◆ DESCRIPTION OF THE TASK ◆
Reproduce the lines character for character, starting at the first line and ending at the line that contains "[541, 1203]". Include both of those lines.

◆ DATASET EXCERPTS ◆
## Start

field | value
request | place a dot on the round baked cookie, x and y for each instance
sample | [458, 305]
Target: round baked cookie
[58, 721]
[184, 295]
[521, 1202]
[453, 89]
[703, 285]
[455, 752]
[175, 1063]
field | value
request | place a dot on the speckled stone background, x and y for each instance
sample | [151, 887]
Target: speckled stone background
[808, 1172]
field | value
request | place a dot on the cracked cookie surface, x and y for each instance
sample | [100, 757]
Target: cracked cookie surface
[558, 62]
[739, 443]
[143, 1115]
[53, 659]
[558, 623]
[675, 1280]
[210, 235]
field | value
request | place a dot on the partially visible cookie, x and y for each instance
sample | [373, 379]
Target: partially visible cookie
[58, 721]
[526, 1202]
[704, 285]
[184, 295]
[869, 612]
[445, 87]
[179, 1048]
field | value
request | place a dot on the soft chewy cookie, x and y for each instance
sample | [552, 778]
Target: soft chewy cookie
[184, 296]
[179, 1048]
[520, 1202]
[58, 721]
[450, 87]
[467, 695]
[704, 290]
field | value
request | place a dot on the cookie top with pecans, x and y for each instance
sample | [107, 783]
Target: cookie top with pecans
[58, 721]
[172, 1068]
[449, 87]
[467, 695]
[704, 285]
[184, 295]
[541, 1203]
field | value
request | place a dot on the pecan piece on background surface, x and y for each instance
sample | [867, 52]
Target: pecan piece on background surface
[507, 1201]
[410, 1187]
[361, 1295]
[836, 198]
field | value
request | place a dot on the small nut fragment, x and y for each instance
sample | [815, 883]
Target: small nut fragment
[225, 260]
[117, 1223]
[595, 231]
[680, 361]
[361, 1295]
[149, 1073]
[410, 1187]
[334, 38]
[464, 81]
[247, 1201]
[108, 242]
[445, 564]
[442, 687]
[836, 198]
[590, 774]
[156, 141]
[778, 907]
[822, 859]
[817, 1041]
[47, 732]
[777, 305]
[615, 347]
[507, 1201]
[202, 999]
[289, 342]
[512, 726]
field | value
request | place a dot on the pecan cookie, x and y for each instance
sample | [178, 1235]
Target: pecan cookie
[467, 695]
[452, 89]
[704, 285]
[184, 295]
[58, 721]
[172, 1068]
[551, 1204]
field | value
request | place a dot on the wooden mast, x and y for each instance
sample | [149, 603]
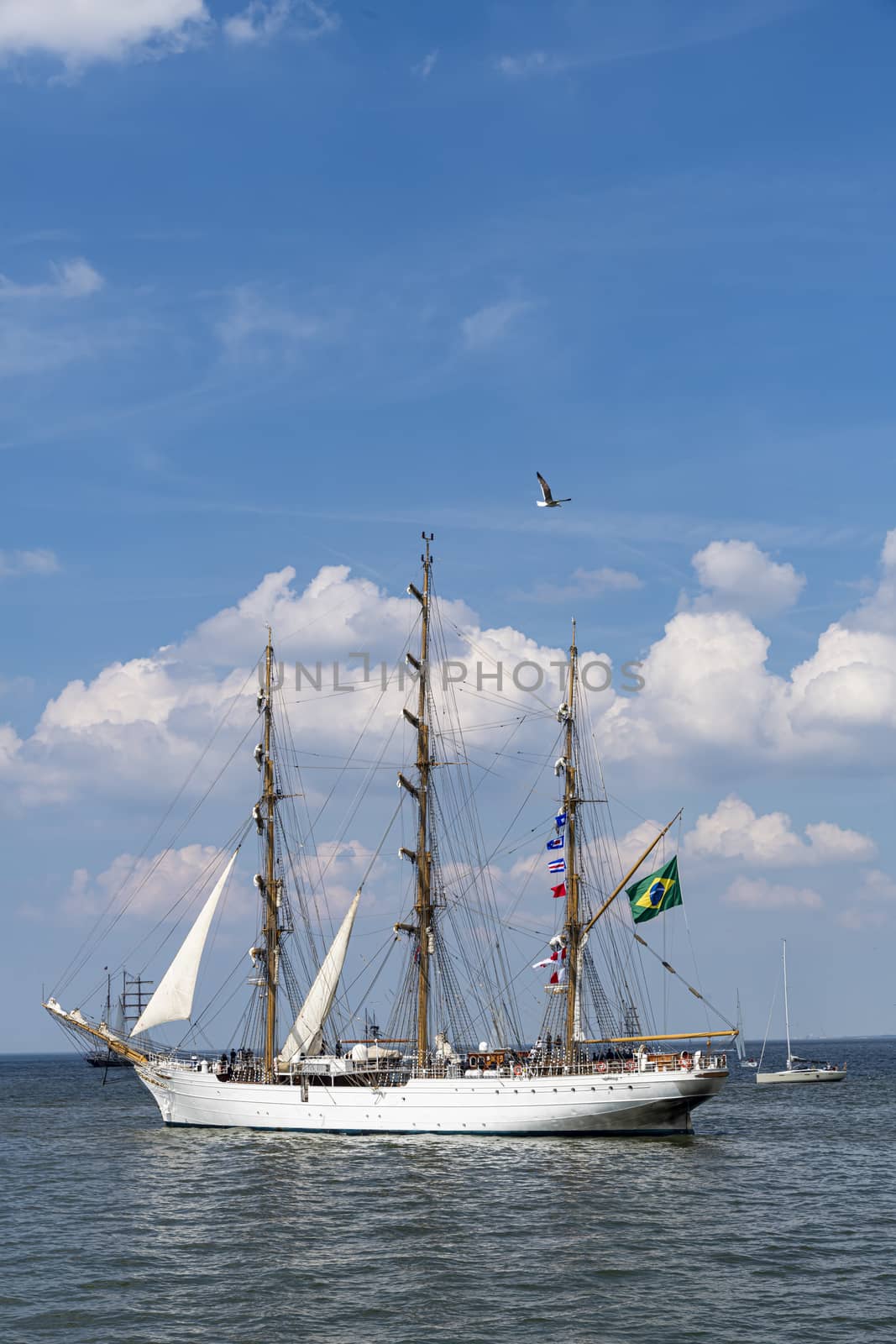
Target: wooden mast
[573, 924]
[423, 902]
[271, 931]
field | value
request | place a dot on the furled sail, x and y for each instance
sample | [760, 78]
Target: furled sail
[308, 1030]
[174, 999]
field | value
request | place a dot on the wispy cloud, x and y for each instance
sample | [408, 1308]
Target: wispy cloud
[535, 64]
[255, 328]
[490, 326]
[74, 279]
[262, 20]
[423, 69]
[647, 33]
[18, 564]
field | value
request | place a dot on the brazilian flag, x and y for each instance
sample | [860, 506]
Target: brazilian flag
[654, 894]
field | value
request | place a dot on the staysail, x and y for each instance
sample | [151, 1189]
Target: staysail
[308, 1030]
[174, 999]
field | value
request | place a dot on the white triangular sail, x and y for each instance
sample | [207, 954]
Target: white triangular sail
[308, 1030]
[174, 999]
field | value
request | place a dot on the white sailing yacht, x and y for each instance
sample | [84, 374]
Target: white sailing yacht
[594, 1070]
[799, 1070]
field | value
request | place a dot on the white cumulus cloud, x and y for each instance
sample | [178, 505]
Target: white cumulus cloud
[758, 894]
[81, 31]
[710, 694]
[262, 20]
[735, 831]
[16, 564]
[739, 577]
[74, 279]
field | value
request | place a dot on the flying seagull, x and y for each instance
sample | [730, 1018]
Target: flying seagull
[548, 501]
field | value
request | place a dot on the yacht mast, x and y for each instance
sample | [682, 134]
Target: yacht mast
[269, 894]
[783, 954]
[573, 922]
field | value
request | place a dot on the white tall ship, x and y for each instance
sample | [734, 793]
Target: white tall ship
[453, 1058]
[799, 1070]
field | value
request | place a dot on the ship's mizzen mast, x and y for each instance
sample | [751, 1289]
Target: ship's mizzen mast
[271, 931]
[573, 922]
[423, 858]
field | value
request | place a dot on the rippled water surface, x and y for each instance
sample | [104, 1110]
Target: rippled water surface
[775, 1223]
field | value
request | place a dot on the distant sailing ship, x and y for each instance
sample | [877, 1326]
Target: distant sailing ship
[799, 1070]
[452, 1058]
[746, 1061]
[129, 1005]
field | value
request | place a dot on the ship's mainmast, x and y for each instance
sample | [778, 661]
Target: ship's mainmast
[570, 800]
[271, 931]
[423, 859]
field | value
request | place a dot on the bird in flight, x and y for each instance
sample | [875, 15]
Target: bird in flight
[548, 501]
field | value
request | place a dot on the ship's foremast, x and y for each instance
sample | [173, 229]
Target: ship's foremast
[570, 800]
[271, 929]
[422, 927]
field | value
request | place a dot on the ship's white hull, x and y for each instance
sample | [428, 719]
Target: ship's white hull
[580, 1104]
[802, 1075]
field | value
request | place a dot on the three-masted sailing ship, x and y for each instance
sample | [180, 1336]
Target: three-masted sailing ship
[453, 1057]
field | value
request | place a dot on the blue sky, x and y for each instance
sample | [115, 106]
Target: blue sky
[285, 284]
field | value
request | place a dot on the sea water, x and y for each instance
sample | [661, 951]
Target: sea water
[777, 1222]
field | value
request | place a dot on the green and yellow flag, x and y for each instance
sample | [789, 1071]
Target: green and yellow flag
[654, 894]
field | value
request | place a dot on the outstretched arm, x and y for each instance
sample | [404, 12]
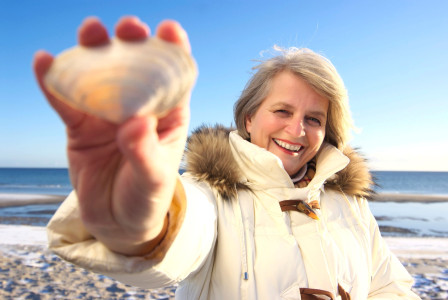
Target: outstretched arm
[125, 174]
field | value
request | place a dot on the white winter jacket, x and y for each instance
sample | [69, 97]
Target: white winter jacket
[232, 241]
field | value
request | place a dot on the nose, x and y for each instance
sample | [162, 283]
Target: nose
[296, 128]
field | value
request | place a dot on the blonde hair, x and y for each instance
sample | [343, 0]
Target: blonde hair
[318, 72]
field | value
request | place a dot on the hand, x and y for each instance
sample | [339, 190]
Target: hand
[124, 175]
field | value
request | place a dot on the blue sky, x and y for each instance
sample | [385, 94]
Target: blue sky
[392, 55]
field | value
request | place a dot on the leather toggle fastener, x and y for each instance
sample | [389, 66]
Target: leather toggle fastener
[301, 206]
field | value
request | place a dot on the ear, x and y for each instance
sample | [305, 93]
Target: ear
[248, 123]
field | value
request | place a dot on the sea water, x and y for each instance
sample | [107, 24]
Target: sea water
[47, 181]
[57, 181]
[420, 219]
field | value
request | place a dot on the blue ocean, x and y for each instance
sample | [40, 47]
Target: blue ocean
[51, 181]
[403, 219]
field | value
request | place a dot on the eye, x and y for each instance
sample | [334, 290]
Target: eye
[283, 112]
[314, 121]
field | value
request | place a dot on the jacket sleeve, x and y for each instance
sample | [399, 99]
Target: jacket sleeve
[189, 241]
[390, 279]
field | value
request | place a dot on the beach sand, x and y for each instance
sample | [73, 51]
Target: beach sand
[28, 270]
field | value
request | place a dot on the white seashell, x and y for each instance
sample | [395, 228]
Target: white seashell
[122, 79]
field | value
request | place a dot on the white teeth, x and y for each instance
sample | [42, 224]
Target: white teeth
[287, 146]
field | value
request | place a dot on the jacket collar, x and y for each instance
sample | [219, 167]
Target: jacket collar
[228, 163]
[262, 170]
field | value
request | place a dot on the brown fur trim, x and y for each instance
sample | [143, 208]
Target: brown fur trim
[210, 159]
[355, 179]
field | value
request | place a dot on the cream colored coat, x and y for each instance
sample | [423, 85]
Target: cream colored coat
[246, 247]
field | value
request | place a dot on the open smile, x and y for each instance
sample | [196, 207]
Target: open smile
[287, 146]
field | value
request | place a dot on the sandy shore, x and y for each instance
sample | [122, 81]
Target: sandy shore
[28, 270]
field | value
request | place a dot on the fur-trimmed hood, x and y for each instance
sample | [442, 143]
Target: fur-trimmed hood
[209, 158]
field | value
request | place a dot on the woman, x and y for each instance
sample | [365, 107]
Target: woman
[274, 210]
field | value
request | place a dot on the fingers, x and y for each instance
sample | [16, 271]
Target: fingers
[171, 31]
[131, 29]
[92, 33]
[138, 140]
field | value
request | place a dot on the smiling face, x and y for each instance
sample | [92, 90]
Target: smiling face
[290, 121]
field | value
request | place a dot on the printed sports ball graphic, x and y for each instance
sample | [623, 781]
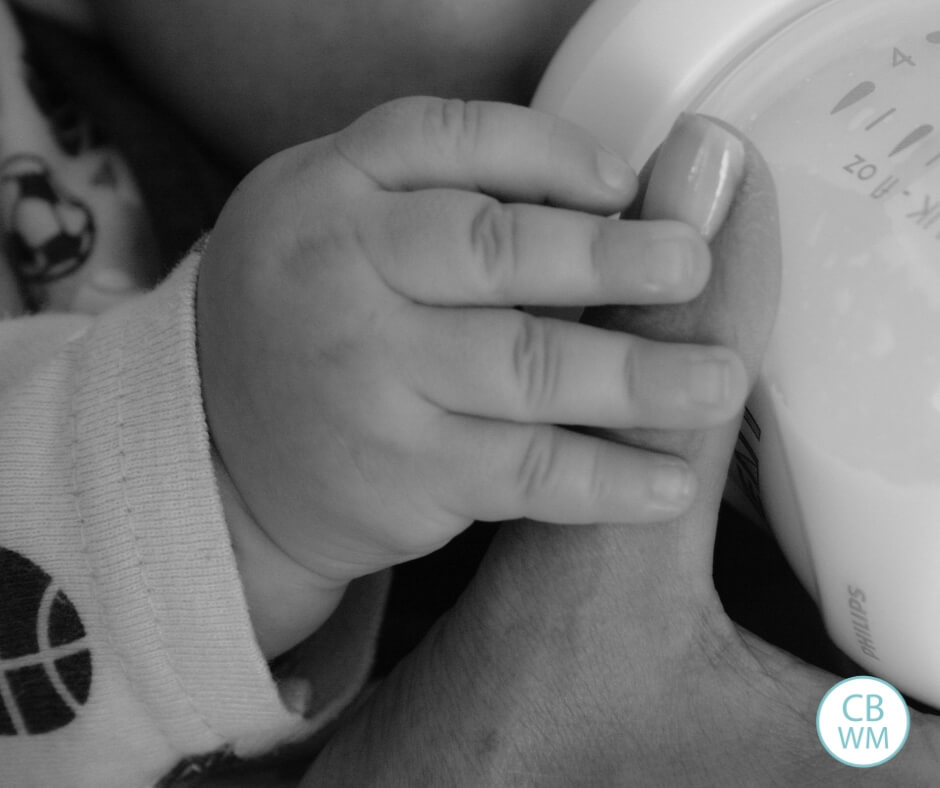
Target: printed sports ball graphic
[45, 664]
[47, 232]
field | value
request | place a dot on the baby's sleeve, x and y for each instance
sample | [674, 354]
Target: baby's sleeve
[125, 642]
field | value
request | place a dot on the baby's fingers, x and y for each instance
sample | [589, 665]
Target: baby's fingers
[510, 152]
[553, 475]
[454, 248]
[503, 364]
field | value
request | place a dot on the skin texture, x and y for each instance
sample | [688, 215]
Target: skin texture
[370, 389]
[602, 655]
[253, 78]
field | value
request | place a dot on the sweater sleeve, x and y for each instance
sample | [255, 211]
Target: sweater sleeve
[125, 642]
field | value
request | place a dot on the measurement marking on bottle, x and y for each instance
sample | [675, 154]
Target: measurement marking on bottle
[881, 119]
[858, 93]
[919, 134]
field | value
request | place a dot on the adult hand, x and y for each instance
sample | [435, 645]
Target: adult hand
[603, 656]
[370, 389]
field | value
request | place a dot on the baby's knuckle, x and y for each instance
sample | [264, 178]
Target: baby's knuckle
[535, 363]
[539, 468]
[493, 244]
[453, 126]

## End

◆ SOLUTION ◆
field | value
request | place a dot on the round baked cookie, x and y for each instance
sample | [458, 305]
Target: round baked cookie
[58, 721]
[184, 295]
[521, 1202]
[453, 89]
[703, 285]
[455, 752]
[175, 1063]
field | value
request | place a dot on the speckled stone background, x and y for each instance
sample | [151, 887]
Target: speckled stone background
[808, 1172]
field | value
request | place a dot on the cracked cookie surface, x and y for each instance
sample | [100, 757]
Target: cracked cookie surface
[558, 62]
[739, 443]
[143, 1115]
[53, 659]
[558, 623]
[675, 1280]
[210, 235]
field | value
request | place a dot on the partially visible cookie, x and y for each instance
sample | [373, 379]
Target: partially visible cookie
[58, 721]
[526, 1202]
[704, 285]
[184, 295]
[869, 612]
[445, 87]
[179, 1048]
field | value
request | place a dot on the soft chewy cookie, x and y for each instance
sample | [552, 778]
Target: soft chewy cookie
[184, 296]
[179, 1048]
[520, 1202]
[58, 721]
[450, 87]
[467, 695]
[704, 290]
field | value
request | place a dot on the cookie top with pecans, x and y for each instance
sample | [107, 783]
Target: cookie top with pecans
[58, 721]
[172, 1068]
[449, 87]
[467, 695]
[704, 285]
[184, 295]
[541, 1203]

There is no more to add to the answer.